-- START Quoted passage --
I wanna’ be like you hoo hoo
Every once in a great while…well, perhaps a little more often than that. Like, oh, I don’t know, about every day…I seize an opportunity to lift myself to a higher place of confidence and self-satisfaction. I elevate my perception of who I am by doing this one weird trick.
I step on somebody.
Now, c’mon…admit it. You do it too. You see or hear about someone saying or doing something you think is pretty dumb, naughty, laughable, insensitive, mean, mindless, or <insert critically negative evaluative adjective> and you be like, that’s so whatever and suddenly…stomp! Hey…I can see my house from here! You put them down to raise yourself up.
You may not even be conscious that you’re doing it. It may simply manifest as a seemingly harmless attitude of superiority. Well, I’d never do that, or, she really needs to wake up, you find yourself thinking.
-- END Quoted passage --
-- START Provided data --
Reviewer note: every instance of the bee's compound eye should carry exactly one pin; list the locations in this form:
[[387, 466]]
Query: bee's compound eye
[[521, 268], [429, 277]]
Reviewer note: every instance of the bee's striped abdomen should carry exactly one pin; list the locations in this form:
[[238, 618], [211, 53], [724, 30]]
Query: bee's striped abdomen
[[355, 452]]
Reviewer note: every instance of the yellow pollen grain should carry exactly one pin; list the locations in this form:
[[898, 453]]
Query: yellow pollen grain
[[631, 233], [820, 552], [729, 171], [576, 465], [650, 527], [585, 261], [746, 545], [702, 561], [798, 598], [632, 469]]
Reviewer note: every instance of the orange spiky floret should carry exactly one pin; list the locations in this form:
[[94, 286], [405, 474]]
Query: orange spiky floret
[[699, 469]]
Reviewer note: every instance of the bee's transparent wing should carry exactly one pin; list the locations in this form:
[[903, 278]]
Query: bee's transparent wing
-- END Provided data --
# Request
Continue the essay about putting other people down to feel superior, starting right after its final sentence.

# Response to this task
So when I caught myself in a thought pattern like that again earlier today, I sighed and prayed, God…help me not do that. I want to love as you love, not with an eye to criticize but with a heart that desires the good of all. I wanna’ be like you.
Cue orchestra. I can hardly help hearing that song from Disney’s animated “The Jungle Book” every time I think about how I want to be like Jesus. So I brought it up on YouTube, enjoyed the clip, sang along (Hap dee dooby doo wop), then read some of the comments below it. Now, these were mostly harmless, but if you’ve spent any time at all in the comments section of blogs or other online publications, you know that a lot of folks can’t seem to resist the opportunity it affords to give themselves a little lift there. Words like idiot, moron, racist, homophobe, etc. get tossed out until you can almost picture the commenters getting taller.
It’s the ever-present temptation of the frail and fragile human psyche…I’ll feel better about myself and where I stand if I’m over and above you…or him, or her, the Facebook friend, the coworker, the hapless public official or the clueless celebrity, the blogger, the family member, the restaurant worker, the woman walking down the street.
I don’t mean to imply that every criticism or put-down stems from insecurity. Some people are just plain mean. Or dumb. Or racist, idiot morons.
Whoops. Back to the confessional.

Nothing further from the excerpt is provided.